# Records shown
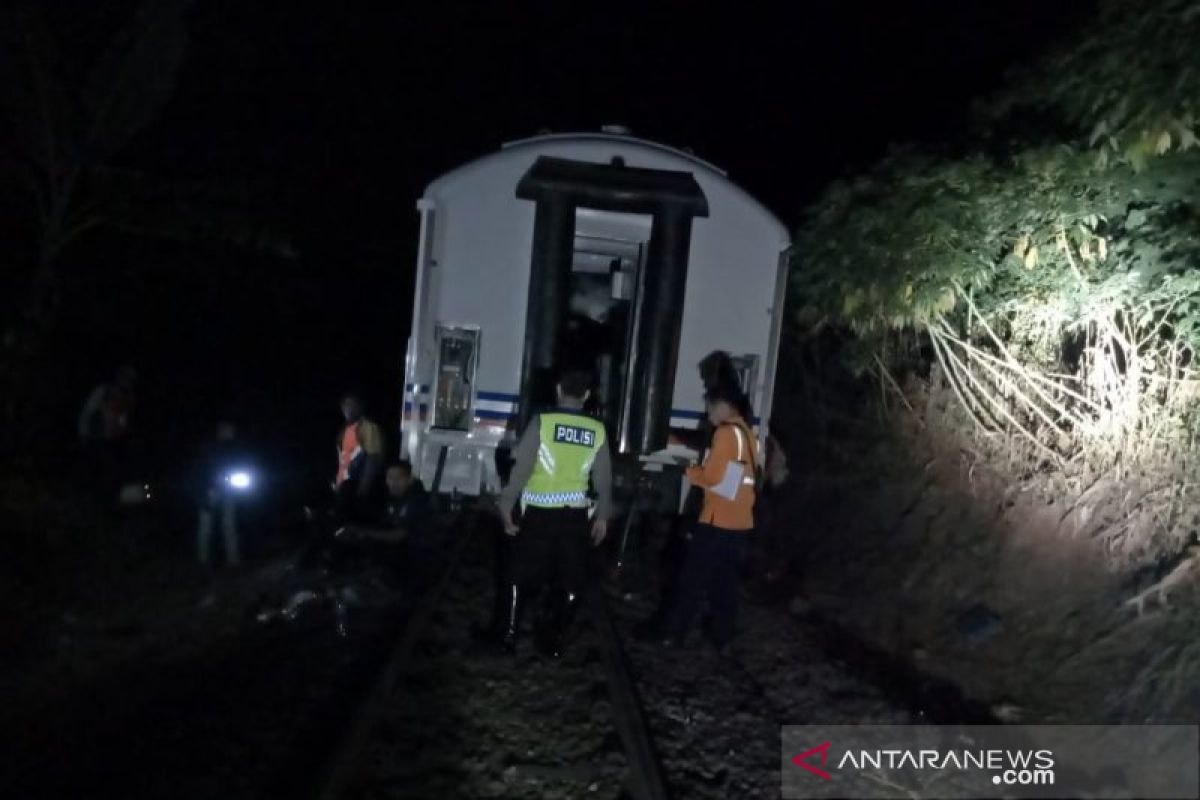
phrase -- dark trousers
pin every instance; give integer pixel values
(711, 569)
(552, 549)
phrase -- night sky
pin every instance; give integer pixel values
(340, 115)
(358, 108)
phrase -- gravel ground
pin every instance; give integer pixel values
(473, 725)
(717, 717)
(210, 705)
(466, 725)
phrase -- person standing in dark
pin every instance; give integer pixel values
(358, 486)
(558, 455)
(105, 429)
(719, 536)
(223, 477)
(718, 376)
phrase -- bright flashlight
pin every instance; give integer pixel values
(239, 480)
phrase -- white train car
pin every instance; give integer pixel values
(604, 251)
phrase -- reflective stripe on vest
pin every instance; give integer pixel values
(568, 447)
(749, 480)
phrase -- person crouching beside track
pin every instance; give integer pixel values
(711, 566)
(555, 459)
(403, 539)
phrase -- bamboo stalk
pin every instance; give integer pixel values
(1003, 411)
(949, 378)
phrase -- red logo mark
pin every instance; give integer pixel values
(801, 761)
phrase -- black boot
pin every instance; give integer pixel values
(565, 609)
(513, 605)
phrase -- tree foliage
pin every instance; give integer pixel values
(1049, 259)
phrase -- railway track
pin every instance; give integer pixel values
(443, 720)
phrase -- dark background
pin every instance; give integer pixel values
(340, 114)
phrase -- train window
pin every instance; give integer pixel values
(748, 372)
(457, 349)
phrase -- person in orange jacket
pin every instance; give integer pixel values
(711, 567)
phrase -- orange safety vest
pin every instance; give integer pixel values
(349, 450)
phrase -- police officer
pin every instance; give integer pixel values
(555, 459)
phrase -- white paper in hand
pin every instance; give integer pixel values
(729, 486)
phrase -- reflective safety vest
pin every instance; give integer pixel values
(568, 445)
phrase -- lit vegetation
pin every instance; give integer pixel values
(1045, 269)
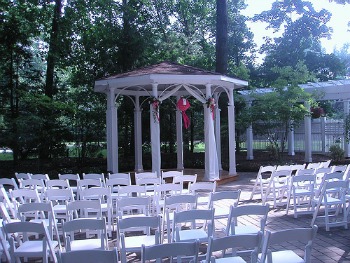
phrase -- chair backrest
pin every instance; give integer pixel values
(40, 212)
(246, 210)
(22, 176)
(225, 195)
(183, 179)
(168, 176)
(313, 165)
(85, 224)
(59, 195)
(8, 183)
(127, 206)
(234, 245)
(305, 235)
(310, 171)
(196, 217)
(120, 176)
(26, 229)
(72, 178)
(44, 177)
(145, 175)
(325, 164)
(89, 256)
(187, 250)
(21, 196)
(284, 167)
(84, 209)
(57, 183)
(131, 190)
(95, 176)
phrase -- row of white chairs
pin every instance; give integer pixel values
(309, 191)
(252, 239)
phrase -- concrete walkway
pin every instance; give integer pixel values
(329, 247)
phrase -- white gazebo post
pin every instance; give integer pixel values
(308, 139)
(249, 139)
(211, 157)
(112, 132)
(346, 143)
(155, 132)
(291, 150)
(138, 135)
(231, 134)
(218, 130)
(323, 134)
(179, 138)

# What needs to be done
Although pictures appear among the records above, none are to be output; print exactly the lines from the line containing "phrase -- reflective stripe on vest" through the line containing "phrase -- white gazebo post".

# Response
phrase -- reflective stripe on vest
pin every instance; give integer pixel values
(568, 447)
(749, 480)
phrase -- person crouching beside track
pin every instance; give integer pixel values
(711, 566)
(555, 459)
(403, 539)
phrase -- bamboo stalk
pin every instance; give integer pixel values
(1003, 411)
(949, 378)
phrase -- red logo mark
pin every instance; give integer pixel values
(801, 761)
phrase -- black boot
pin every instance; give integer pixel values
(565, 609)
(513, 605)
phrase -- tree foliage
pin every instance; give integer pixel values
(1049, 259)
phrase -- railway track
pin every instance; give integer pixel values
(443, 720)
phrase -- dark background
pin every instance; give integer pixel values
(340, 114)
phrase -- train window
pin every instance; give integer pixel values
(748, 372)
(457, 349)
phrase -- person in orange jacket
pin every instance; give integer pixel values
(711, 567)
phrase -- orange safety vest
pin every instance; give integer pixel values
(349, 450)
phrase -- police officer
pin every instance; give integer pixel values
(555, 459)
phrase -- white paper in hand
pin every instance; give integer pixel values
(729, 486)
phrase -- reflective safety vest
pin every instance; give integer pixel values
(568, 445)
phrase -- lit vegetation
pin every instance; give integer pixel values
(1045, 269)
phrase -- chair backrest
pin every instance; give integer pixel values
(40, 212)
(246, 210)
(22, 176)
(225, 195)
(183, 179)
(168, 176)
(313, 165)
(85, 224)
(59, 195)
(8, 183)
(127, 206)
(234, 245)
(305, 235)
(310, 171)
(196, 217)
(120, 176)
(26, 229)
(72, 178)
(44, 177)
(145, 175)
(325, 164)
(89, 256)
(187, 250)
(21, 196)
(284, 167)
(84, 209)
(57, 183)
(131, 190)
(95, 176)
phrase -- row of white chairs
pin every instance; give integer pixel values
(309, 191)
(252, 239)
phrase -- concrete walkway
pin every instance; give integer pixel values
(329, 247)
phrase -- white gazebo post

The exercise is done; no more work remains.